## begin Extracted records

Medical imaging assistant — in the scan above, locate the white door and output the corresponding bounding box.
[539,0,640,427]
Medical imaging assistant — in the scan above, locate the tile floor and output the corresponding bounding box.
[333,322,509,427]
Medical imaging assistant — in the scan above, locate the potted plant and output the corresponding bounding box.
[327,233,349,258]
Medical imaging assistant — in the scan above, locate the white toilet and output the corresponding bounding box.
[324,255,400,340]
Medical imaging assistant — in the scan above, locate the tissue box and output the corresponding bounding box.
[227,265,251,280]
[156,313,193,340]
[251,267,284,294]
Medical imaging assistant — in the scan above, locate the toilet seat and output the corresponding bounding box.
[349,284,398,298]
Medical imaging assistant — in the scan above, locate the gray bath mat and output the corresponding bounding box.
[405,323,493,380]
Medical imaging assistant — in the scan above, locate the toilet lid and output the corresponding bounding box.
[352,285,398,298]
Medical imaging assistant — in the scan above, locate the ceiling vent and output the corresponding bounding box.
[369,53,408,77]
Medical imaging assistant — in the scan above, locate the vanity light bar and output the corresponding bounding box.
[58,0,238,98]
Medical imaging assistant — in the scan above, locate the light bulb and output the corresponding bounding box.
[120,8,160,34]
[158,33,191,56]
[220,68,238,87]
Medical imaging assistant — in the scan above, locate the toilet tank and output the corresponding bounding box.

## end Extracted records

Write out the whole listing above again, requests included, and add -54 to every bounding box coordinate in the answers.

Medical imaging assistant — in the scan above, locate the white door and output the corresponding bounding box.
[485,-54,586,373]
Medical imaging assistant — in the scan above, locate the tile floor and output the corresponding bounding box.
[279,268,455,373]
Medical imaging assistant — in the scan above, locate the potted plant and output the corresponding bounding box.
[273,179,295,204]
Medical imaging assistant — in the scan above, locate the white toilet and output the corresponding bounding box.
[270,201,346,286]
Medical imaging assistant — in the scan above, locate the tissue box and output the corresponding bounding box.
[173,211,197,226]
[102,259,139,286]
[197,213,230,240]
Medical imaging assistant — in the scan above, locate the toilet seat and output the corresponding bounding box.
[295,230,344,244]
Medical imaging assistant — in the scan above, locate the gray bath mat and output the corresponding bounding box.
[351,269,439,326]
Medical imaging assistant — in the scan above, locate the toilet lid and output the corresponding bounding box.
[298,231,344,244]
Medical imaging assistant — in the scan above, locate the ceiling vent and output the corresponding bounding box.
[315,-1,354,23]
Medical imaging assistant — in the scan above, locate the vanity light bar and output the corresponding bounding box.
[4,-54,184,44]
Medical imaging assistant — in the scan above, locate the light bulb and output the corresponding bounding box.
[66,-46,106,-20]
[104,-21,137,2]
[166,14,184,33]
Medical imaging assistant — in the scan above, locate the toilet tank and output the corresponding bounding box.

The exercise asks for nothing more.